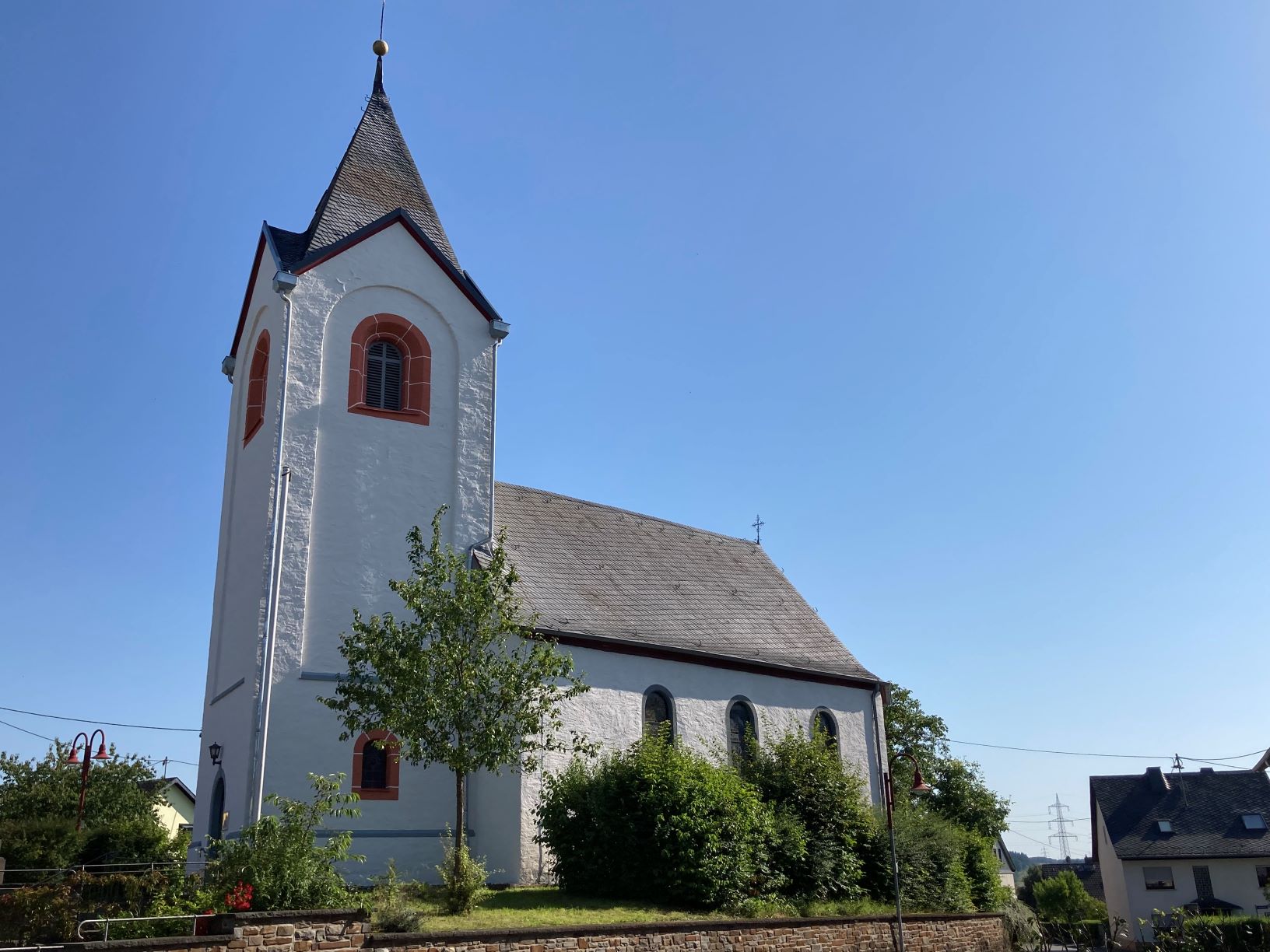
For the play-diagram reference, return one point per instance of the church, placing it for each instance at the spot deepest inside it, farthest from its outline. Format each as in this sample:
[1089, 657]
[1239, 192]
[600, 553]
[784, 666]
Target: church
[363, 371]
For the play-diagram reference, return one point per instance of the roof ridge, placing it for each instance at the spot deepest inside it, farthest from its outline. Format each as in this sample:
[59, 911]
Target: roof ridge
[631, 512]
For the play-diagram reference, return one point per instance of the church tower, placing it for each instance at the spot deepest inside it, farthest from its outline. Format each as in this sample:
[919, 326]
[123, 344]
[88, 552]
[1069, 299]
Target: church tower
[362, 373]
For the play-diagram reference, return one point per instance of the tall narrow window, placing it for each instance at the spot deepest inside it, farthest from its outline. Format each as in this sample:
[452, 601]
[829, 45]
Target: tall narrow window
[658, 713]
[384, 376]
[216, 817]
[742, 730]
[826, 726]
[254, 417]
[375, 768]
[390, 369]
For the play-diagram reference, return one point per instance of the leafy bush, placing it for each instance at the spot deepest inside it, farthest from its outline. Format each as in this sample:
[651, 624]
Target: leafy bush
[942, 867]
[390, 904]
[1209, 933]
[38, 914]
[804, 777]
[279, 856]
[1062, 899]
[461, 876]
[661, 824]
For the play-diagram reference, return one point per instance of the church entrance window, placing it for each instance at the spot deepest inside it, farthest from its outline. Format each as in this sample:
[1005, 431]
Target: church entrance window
[742, 730]
[658, 713]
[384, 376]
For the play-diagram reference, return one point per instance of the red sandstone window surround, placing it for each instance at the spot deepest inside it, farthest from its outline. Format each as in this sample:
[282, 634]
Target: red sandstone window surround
[254, 418]
[376, 771]
[390, 369]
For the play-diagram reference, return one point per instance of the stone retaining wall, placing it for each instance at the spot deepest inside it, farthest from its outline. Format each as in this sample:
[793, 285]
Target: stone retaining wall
[348, 929]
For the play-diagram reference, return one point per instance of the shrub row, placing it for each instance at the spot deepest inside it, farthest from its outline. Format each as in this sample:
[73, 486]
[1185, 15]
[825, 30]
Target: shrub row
[659, 823]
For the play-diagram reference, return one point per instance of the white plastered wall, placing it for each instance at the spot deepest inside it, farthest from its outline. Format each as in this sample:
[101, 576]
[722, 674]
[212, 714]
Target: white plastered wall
[612, 713]
[357, 485]
[238, 606]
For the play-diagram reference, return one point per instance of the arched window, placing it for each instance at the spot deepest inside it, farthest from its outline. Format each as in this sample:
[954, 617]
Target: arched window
[826, 725]
[254, 418]
[658, 713]
[742, 730]
[384, 376]
[216, 817]
[376, 769]
[390, 369]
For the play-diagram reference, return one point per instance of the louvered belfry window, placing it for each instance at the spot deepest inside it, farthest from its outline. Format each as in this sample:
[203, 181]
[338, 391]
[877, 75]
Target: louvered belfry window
[384, 376]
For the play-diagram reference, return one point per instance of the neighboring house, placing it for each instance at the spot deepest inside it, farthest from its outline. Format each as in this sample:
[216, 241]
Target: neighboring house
[1181, 841]
[1087, 873]
[177, 810]
[1005, 865]
[362, 371]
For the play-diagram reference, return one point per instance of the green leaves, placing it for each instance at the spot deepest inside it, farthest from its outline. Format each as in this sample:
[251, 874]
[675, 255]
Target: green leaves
[279, 855]
[461, 679]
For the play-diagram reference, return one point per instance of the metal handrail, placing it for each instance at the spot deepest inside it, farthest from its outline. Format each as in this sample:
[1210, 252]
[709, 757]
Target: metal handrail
[106, 932]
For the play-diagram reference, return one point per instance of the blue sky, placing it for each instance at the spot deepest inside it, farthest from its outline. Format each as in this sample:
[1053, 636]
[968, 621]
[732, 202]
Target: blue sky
[968, 301]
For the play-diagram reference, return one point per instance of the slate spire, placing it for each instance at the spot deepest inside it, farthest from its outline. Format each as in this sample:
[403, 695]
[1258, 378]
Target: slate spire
[376, 176]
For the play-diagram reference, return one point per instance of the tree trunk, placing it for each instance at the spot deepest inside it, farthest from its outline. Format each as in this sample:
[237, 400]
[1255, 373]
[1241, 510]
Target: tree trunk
[460, 825]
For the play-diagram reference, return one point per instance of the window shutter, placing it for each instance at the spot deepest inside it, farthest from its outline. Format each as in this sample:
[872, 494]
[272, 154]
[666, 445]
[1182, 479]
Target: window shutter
[393, 383]
[375, 377]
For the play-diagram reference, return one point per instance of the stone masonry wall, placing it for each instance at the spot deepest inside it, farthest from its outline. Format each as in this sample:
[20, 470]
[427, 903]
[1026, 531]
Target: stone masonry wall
[348, 929]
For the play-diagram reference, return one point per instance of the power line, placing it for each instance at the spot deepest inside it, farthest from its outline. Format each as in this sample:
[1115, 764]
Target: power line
[108, 724]
[27, 731]
[1123, 757]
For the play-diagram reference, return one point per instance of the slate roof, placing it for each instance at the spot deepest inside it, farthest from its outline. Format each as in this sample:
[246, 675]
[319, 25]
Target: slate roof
[376, 176]
[1205, 811]
[1089, 873]
[602, 572]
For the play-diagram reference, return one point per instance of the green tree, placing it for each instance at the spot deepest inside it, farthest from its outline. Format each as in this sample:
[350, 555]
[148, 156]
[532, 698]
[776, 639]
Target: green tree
[960, 793]
[464, 682]
[40, 803]
[1062, 899]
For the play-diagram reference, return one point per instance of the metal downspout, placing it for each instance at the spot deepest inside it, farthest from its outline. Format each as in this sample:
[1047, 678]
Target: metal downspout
[281, 482]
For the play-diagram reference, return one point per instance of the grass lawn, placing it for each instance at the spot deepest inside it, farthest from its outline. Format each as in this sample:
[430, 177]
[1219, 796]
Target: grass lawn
[548, 905]
[544, 905]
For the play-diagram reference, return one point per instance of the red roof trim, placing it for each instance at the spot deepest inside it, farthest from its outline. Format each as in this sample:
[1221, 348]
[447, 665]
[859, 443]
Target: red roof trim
[423, 241]
[707, 659]
[247, 296]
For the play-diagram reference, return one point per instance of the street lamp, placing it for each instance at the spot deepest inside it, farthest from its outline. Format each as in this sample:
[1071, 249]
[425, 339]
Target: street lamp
[920, 786]
[89, 757]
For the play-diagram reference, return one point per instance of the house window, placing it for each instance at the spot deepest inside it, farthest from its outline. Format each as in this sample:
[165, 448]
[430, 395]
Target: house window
[254, 415]
[1159, 877]
[390, 369]
[742, 730]
[826, 725]
[376, 769]
[658, 713]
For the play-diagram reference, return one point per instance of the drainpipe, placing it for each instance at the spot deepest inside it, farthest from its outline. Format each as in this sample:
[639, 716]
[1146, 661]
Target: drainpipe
[498, 331]
[283, 283]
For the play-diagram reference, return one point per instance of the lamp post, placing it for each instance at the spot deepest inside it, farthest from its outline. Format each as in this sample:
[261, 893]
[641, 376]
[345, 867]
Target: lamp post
[89, 757]
[920, 786]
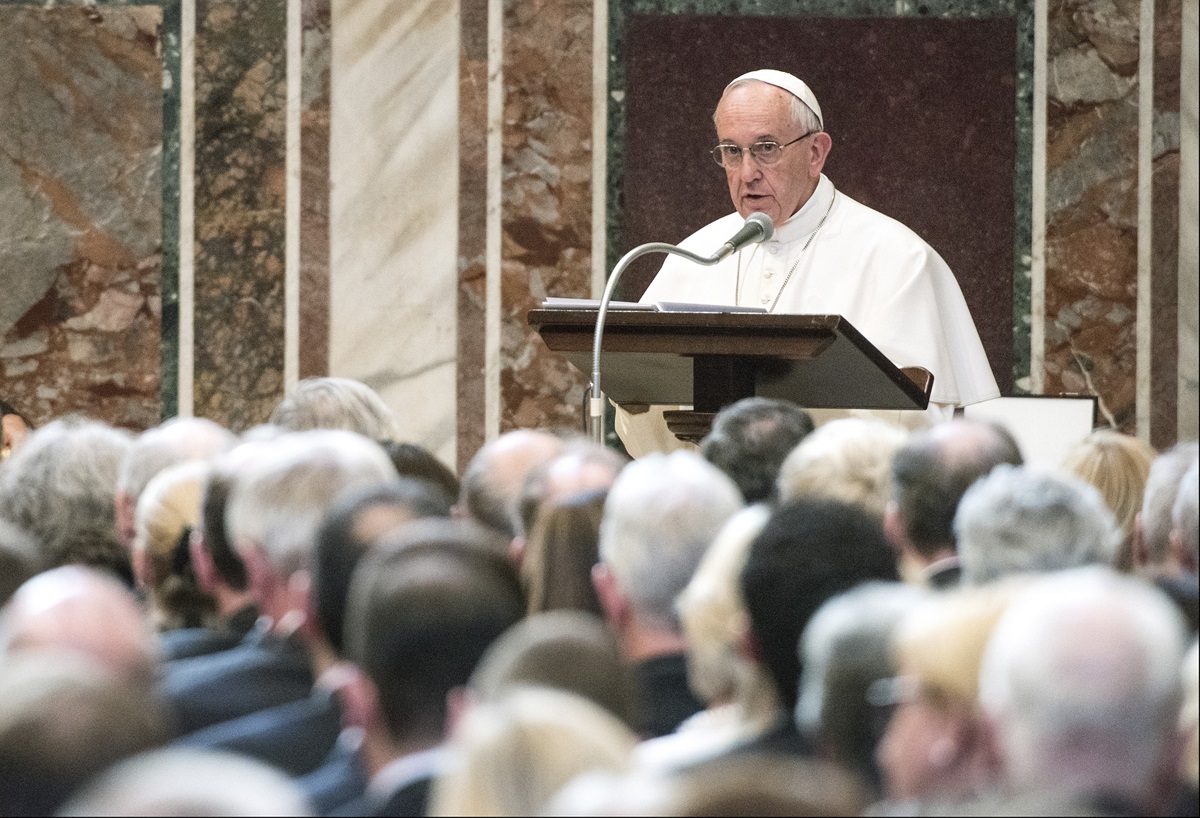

Problem to work on: Tally the lines of the records above that contain the string "power", treating case as significant, and give only the number.

Exercise answer: 2